Dataset entries:
++++

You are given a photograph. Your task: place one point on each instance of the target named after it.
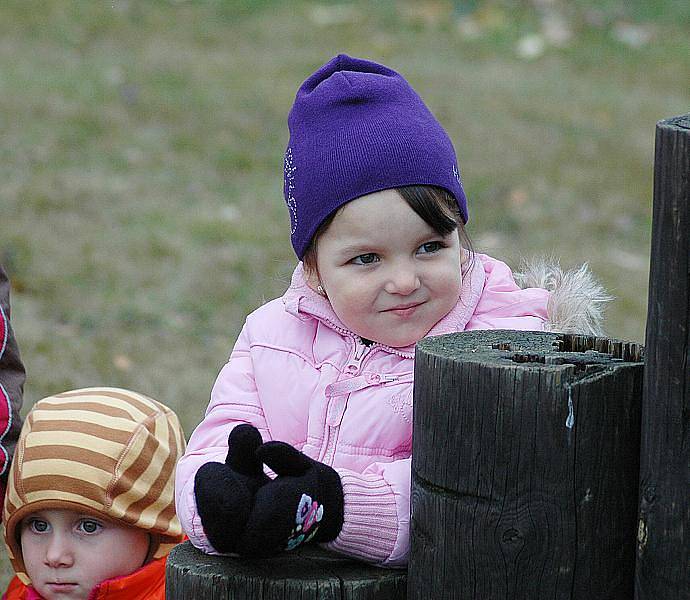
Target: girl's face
(66, 553)
(388, 275)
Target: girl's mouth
(404, 310)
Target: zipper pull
(355, 363)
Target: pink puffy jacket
(300, 376)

++++

* What the task asks
Rewrite the records above with "girl's" changed to "child's" everywhere and nothing else altered, omitting the pictures.

* Exercise answer
You are given a photograph. Your task: place one point on each instance of the target named after it.
Target: child's face
(66, 553)
(388, 275)
Target: child's mouth
(404, 310)
Target: zipper pull
(355, 363)
Target: pink puffy jacket
(300, 376)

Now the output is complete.